### PASSAGE
BEGIN

PHILADELPHIA, Pa.—The fight the Free Speech Coalition has been waging against the federal record-keeping and labeling laws (aka "2257") has been a long one. Not Hundred Years War long, but pretty damned long. It was back in August of 2004 that Free Speech filed comments regarding the then-new 2257 regulations promised by then-Attorney General John Ashcroft following an embarrassing appearance before Congress where he admitted that the 2257 law had never been enforced, and completed by his successor Alberto Gonzales. FSC announced that it intended to challenge the new regs in May of 2005, and filed that suit roughly one month later in Colorado. The legal team at that time consisted of Attorneys H. Louis Sirkin, Paul Cambria and Michael W. Gross, and in December of that year, U.S. District Court Judge Walker D. Miller ruled that despite the new regs, secondary producers need not keep ID records on movies they distributed, though primary producers, including webcam models, were required to keep copies of the sexually explicit material they generated. (Of course, later changes to the regulations reinstated the secondary producer record-keeping requirement.) However, in general, his decision reinforced the legality of 2257 as a concept.

END

### LISTED RECORDS

BEGIN

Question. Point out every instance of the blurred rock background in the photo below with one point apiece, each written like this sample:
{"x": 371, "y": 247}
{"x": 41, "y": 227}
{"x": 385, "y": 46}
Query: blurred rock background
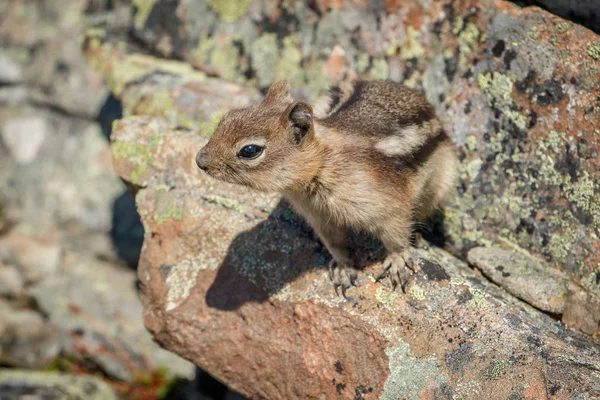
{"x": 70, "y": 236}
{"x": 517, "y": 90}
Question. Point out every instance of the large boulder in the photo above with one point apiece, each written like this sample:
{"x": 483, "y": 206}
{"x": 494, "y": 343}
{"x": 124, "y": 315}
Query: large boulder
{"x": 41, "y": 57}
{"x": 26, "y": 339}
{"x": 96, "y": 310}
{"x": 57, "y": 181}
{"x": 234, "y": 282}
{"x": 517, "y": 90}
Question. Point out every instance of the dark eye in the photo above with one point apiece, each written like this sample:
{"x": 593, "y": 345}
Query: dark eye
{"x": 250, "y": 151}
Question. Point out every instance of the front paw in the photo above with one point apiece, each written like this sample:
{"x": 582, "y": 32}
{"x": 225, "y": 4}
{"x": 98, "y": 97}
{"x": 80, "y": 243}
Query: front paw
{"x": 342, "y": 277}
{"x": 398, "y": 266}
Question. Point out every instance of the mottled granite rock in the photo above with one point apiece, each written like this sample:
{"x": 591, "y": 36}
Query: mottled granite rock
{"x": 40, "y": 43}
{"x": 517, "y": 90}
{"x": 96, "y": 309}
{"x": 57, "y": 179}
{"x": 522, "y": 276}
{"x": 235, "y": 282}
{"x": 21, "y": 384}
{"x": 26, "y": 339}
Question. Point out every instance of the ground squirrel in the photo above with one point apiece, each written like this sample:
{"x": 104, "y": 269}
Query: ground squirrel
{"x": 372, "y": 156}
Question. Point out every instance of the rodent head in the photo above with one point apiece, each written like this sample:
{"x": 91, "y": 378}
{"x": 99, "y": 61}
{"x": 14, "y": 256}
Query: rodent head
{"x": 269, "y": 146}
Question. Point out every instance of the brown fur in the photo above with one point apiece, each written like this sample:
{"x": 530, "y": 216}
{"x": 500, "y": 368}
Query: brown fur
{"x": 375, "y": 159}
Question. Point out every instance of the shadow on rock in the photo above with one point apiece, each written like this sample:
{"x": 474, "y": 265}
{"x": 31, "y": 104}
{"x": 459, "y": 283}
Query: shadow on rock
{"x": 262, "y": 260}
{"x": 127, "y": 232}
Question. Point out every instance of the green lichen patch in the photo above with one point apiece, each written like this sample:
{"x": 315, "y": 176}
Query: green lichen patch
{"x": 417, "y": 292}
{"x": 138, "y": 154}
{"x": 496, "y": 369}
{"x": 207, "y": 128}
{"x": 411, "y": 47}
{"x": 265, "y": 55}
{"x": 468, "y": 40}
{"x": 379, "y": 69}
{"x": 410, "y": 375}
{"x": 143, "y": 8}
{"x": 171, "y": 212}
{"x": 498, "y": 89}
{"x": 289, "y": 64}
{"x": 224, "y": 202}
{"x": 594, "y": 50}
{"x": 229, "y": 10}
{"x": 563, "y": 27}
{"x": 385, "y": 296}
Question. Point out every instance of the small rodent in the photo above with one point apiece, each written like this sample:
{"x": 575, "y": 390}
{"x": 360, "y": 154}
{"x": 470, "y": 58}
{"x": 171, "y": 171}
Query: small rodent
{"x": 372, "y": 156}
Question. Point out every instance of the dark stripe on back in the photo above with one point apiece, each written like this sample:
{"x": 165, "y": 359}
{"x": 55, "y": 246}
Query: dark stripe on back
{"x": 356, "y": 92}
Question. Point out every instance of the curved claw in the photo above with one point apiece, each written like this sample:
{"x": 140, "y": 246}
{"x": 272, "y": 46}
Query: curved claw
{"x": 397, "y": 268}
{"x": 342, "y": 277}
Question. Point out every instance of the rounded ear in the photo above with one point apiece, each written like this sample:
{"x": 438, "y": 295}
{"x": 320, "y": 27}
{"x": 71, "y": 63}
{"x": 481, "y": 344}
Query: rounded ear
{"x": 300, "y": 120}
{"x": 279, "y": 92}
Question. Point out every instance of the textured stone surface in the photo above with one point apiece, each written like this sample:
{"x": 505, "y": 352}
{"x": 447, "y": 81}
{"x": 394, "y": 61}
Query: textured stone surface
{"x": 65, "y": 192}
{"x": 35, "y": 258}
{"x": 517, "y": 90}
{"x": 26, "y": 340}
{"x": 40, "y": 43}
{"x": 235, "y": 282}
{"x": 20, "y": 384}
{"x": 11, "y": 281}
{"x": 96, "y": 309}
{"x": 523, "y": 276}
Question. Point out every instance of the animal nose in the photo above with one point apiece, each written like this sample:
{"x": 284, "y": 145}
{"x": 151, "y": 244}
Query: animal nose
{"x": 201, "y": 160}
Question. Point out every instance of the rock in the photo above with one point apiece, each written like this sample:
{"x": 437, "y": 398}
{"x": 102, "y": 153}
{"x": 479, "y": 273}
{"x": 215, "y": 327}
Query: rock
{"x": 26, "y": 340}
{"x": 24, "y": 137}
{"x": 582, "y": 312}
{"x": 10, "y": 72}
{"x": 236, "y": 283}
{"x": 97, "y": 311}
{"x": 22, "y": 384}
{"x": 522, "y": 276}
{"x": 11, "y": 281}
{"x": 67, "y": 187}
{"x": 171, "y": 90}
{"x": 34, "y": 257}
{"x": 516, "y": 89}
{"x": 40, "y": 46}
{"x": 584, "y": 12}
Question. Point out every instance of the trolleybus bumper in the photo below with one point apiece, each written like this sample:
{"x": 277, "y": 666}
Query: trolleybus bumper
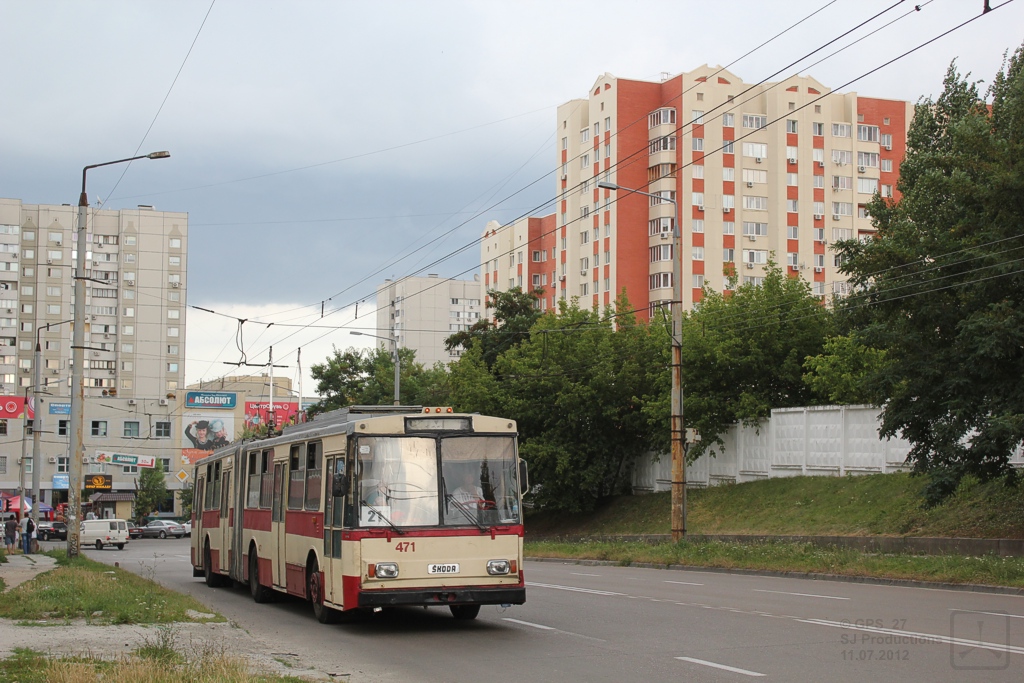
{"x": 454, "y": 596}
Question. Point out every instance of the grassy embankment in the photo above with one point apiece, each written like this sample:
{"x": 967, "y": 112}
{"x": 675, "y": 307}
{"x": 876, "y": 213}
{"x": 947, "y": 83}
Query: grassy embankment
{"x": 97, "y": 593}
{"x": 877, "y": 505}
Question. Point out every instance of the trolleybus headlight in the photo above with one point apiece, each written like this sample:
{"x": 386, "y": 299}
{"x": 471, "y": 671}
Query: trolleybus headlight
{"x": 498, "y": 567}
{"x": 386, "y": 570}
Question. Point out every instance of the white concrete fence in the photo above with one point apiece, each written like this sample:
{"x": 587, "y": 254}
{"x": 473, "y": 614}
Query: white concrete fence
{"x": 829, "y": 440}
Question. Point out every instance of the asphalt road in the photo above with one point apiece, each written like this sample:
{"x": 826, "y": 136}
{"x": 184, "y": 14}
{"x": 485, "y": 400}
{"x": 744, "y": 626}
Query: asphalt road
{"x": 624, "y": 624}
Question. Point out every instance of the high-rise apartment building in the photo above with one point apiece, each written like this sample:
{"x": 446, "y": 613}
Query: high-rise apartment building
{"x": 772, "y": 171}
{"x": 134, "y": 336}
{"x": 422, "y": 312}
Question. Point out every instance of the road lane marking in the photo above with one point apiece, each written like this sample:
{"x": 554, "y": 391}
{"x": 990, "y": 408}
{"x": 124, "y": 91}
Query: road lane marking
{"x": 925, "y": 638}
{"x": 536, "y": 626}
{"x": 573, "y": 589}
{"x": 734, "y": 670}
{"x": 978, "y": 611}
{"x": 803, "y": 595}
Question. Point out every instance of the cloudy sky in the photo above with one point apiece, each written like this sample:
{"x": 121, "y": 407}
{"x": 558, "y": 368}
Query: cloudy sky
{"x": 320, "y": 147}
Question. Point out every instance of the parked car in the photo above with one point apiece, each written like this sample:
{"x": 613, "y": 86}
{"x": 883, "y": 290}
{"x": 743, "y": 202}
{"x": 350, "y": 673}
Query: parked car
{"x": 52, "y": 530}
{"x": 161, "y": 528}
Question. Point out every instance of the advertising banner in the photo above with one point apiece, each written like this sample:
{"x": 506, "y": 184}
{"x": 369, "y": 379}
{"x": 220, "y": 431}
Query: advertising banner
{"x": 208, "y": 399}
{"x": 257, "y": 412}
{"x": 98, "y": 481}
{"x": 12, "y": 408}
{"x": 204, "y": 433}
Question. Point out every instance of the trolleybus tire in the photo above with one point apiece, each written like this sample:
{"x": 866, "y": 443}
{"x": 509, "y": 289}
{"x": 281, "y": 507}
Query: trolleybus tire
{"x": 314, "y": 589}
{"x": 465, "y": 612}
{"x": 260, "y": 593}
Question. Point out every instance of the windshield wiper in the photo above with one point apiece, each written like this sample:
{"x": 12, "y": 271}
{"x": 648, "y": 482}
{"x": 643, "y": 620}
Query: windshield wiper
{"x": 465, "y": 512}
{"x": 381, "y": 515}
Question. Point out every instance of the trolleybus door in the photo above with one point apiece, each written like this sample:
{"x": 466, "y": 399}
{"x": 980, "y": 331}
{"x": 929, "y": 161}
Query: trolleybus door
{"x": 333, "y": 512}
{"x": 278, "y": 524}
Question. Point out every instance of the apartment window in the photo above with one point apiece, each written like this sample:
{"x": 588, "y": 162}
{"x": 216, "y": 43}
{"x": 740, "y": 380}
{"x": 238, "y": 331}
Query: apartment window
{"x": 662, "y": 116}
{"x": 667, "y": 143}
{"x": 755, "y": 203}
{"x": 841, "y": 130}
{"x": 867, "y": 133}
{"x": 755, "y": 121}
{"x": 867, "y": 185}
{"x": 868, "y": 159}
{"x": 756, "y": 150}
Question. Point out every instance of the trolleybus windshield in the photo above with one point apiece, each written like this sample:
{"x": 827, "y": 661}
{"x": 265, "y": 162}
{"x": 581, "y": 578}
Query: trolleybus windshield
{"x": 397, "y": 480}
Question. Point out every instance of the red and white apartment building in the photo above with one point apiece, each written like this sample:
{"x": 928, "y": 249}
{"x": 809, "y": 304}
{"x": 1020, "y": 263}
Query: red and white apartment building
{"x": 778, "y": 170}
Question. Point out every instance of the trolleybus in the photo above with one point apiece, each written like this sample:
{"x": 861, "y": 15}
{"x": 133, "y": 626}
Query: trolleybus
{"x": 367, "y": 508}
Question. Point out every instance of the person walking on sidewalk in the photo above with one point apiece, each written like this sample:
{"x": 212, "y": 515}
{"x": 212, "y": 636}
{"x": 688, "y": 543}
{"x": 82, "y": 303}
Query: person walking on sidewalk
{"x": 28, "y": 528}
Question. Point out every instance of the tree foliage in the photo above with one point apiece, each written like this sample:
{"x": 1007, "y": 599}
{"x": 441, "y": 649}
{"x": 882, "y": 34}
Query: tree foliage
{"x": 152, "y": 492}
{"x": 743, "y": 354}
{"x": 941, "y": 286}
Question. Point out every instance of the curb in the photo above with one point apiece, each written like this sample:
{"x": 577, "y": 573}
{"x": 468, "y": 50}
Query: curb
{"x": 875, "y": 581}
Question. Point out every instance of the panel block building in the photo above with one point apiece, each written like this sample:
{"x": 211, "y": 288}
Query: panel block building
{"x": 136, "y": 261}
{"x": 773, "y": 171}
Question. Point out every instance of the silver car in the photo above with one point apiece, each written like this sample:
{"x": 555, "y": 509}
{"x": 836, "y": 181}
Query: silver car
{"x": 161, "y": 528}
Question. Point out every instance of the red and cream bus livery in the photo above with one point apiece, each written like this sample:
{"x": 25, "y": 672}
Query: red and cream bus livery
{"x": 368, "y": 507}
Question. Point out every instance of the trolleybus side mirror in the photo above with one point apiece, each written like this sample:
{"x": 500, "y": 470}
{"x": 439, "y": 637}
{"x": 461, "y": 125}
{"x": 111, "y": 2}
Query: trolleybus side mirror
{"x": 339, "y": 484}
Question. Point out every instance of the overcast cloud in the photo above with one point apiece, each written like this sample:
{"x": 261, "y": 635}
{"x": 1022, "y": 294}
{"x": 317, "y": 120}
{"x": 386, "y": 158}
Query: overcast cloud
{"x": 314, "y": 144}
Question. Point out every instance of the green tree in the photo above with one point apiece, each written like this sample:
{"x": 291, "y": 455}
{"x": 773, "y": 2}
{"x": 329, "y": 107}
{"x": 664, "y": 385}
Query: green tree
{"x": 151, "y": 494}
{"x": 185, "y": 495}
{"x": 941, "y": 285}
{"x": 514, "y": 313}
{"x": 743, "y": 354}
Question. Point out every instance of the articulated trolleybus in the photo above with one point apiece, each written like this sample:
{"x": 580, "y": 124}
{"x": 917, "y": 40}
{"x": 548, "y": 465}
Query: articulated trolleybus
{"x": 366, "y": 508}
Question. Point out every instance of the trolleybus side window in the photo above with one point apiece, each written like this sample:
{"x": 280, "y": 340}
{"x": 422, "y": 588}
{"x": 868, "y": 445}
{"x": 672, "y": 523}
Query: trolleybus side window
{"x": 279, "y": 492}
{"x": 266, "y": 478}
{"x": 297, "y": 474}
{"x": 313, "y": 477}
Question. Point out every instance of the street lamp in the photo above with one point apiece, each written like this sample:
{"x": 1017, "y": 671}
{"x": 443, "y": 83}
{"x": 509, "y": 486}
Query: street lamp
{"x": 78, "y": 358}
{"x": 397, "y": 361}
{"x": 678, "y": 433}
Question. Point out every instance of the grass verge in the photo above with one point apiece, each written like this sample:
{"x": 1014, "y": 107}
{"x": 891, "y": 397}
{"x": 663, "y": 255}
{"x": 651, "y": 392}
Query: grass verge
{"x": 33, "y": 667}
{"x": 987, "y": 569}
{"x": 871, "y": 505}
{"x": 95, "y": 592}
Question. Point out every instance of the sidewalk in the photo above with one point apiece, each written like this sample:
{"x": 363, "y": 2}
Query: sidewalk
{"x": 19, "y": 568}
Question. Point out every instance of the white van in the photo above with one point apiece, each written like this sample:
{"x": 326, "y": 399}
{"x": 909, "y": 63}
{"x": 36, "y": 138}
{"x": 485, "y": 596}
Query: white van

END

### WORK TO DO
a – In the article on the Free Speech Coalition's fight against the 2257 laws, in which state did the coalition file its suit in 2005?
b – Extend the article on the Free Speech Coalition's fight against the 2257 laws, picking up after its final sentence.
The items aren't needed for anything here.

### SET OF ANSWERS
a – Colorado.

b –
But Free Speech wasn't the only entity fighting 2257 at that time. Attorney J. Michael Murray, the lead attorney in the current 2257 case, had been fighting his own battle with it since the late '90s, in connection with his client Connection Distributing Co., a publisher of swinger magazines which objected to being forced to make its contributing swingers' names and addresses public. Murray won his case, and in October of 2007, a three-judge panel of the Sixth Circuit Court of Appeals agreed. However, on further appeal by the government, the full Sixth Circuit overturned its panel's decision in early 2009—and Connection went out of business.

All that leads up to Free Speech filing another lawsuit, this time against not only the 2257 regulations, but against the law itself—and it chose none other than J. Michael Murray to lead that litigation, which commenced in October of 2009.

We won't go into further details as to the course of that litigation—those interested need only search "2257" on AVN.com—but suffice to say the lawsuit was dismissed once before eventually being reinstated, and has been before the Third Circuit Court of Appeals at least three times on one issue or another—the most recent of which resulted in the appeals judges determining that the law needed to be examined under "strict scrutiny," meaning that in order for it to be upheld, the government needed to establish that the law served a compelling governmental interest or goal, that it was sufficiently narrowly tailored to accomplish that interest or goal, and that it was the least restrictive means to achieve that goal. For the most part, Judge Baylson found that the government had failed to justify the law in most respects.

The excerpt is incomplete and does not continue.